● **DOCUMENT PASSAGE**
☆ ☆ ☆
Our next stop was a blessedly air-conditioned room where we will see a short version of a tea ceremony and taste some of the teas produced here. Well, the room was cool until they started boiling all that water! I keep remembering how close we are to Vietnam - only about 200 miles southeast of here. By the way, most of the population here are from the Drong, the Miao or several other ethnic minority groups.
We lined the walls, sitting on stumps at rustic log tables,
with Kevin presiding from the front:
First he made us "High Mountain Yellow Tea" which is grown, as the name would imply, at a higher altitude on the slopes. It's a green tea, but toasted longer which gives it a lovely golden yellow color when brewed; Kevin tells us it's naturally caffeine-free. The dry leaves had a lovely scent; the brewed tea had a mild pleasant odor and tasted okay.
Whenever Kevin made a pot of tea, he always washed the leaves first, pouring in boiling water then pouring it off right away. We also learned you need to brew unfermented teas in glass or glazed porcelain pots but fermented tea should be brewed in porous clay pots, one for each kind of tea. He showed us the proper way to hold the tiny two-tablespoon sized teacups: men hold them in the right hand with the left shielding it and women make an elaborate and delicate shape with their hands that looks like when you're making bird shadow-pictures on the wall. I couldn't take any pictures since my hands were busy! Both sexes are supposed to drink the cup in no more than one or two sips.
Next we tried osmanthus tea, which is imbued with the fragrance of the osmanthus (the flower of the local "state tree") by being packed in racks with alternating baskets of tea and flowers. After a week or so the tea has absorbed the fragrance and they throw the flowers away. Since I don't like floral scents and tastes that well, I didn't love this one.
☆ ☆ ☆
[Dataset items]
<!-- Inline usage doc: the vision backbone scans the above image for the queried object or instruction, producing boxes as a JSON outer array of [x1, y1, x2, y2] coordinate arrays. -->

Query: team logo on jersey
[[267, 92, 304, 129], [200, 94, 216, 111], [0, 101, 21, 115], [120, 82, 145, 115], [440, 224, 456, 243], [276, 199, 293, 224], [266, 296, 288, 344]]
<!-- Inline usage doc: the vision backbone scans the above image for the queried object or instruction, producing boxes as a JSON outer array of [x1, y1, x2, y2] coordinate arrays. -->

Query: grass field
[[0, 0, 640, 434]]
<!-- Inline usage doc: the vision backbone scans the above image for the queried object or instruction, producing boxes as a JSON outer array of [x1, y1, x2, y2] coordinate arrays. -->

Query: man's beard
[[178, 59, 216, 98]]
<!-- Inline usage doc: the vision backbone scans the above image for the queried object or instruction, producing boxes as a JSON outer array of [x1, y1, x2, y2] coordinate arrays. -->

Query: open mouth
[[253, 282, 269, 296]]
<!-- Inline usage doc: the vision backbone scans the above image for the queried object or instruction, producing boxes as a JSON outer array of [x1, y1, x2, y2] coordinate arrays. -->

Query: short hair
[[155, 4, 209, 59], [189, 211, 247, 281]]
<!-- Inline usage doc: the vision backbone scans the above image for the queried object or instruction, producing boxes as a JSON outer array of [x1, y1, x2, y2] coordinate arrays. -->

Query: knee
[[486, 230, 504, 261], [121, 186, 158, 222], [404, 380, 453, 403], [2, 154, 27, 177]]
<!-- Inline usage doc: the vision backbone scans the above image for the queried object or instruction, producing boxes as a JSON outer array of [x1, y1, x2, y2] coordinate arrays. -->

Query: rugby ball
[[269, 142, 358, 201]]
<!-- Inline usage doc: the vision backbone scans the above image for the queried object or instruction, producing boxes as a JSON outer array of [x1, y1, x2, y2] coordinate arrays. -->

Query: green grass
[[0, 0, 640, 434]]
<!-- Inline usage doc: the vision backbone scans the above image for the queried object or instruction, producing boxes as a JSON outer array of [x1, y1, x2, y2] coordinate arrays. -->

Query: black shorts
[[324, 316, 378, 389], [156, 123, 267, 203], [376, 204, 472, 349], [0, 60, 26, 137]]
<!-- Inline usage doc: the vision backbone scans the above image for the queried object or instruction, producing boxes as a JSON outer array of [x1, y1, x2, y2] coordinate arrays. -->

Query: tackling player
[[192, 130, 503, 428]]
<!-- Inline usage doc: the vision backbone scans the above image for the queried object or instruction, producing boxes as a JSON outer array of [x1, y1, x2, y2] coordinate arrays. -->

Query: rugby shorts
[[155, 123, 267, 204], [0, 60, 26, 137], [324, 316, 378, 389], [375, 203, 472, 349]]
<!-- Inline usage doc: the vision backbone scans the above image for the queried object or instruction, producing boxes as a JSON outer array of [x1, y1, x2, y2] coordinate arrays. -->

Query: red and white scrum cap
☆ ☆ ☆
● **TASKS**
1. Rewrite the paragraph of the tea ceremony passage that begins "Whenever Kevin made a pot of tea" as a short bulleted list that keeps its main facts.
2. According to the tea ceremony passage, how long is the tea packed with osmanthus flowers before it has absorbed their fragrance?
3. Resume the tea ceremony passage after its final sentence.
The items have nothing to do with the tea ceremony passage.

● **EXPECTED OUTPUTS**
1.
- Before brewing, Kevin always washed the leaves by pouring boiling water over them and immediately pouring it off.
- Unfermented teas should be brewed in glass or glazed porcelain pots.
- Fermented teas should be brewed in porous clay pots, with one pot for each kind of tea.
- The teacups are tiny, about two tablespoons in size.
- Men hold the cup in the right hand and shield it with the left.
- Women form an elaborate, delicate shape with their hands, like making bird shadow-pictures on a wall.
- Men and women alike should finish the cup in one or two sips.

2. About a week.

3.
Third, Kevin made us a pot of "Liu Bao" or "Six Treasure" Compressed Tea. This tea comes in 250 gram bricks, and keeps for up to 40 years; the block kind of smells like scented tobacco. You chop off a few grams, wash it as always, and brew it in a clay pot. It's a mixture of several kinds of black teas, smoked with applewood and fruit smoke. It brews up way darker than ordinary black tea, and is almost thick. Its flavor is wonderful and indescribable. Dark, rich, complex and with a lingering sweet aftertaste in the mouth and throat. They say it's good for teachers and guides because it soothes the throat from all that talking. You don't sugar any of these teas, but this one sure doesn't need it.
Our final tasting experience was Ginseng Oolong tea. It, too, has an intense dark flavor with a slight bitter ginseng taste and a sweet aftertaste, and it's also supposed to be good for your throat. Its most marvelous property is to promote weight loss! All it takes is four cups a day.
I was shocked! Shocked! to find that our tour of the tea plantation finished up at a shop, though I was actually delighted to be able to buy some of the teas. I also learned why the oolong ginseng tea promotes weight loss: if you buy enough of it to drink four cups a day, you won't be able to afford to buy food!
If you spent more than 300 yuan in their shop they give you a free mini-teapot; I have two. That's just as well, because I bought two kinds of tea, the Ginseng Oolong and the Liu Bao, and I'll be able to use one pot for each kind. Since you can steep the ginseng tea at least three times, and the Liu Bao five or six times, they're not such a bad value. That's my story, anyway.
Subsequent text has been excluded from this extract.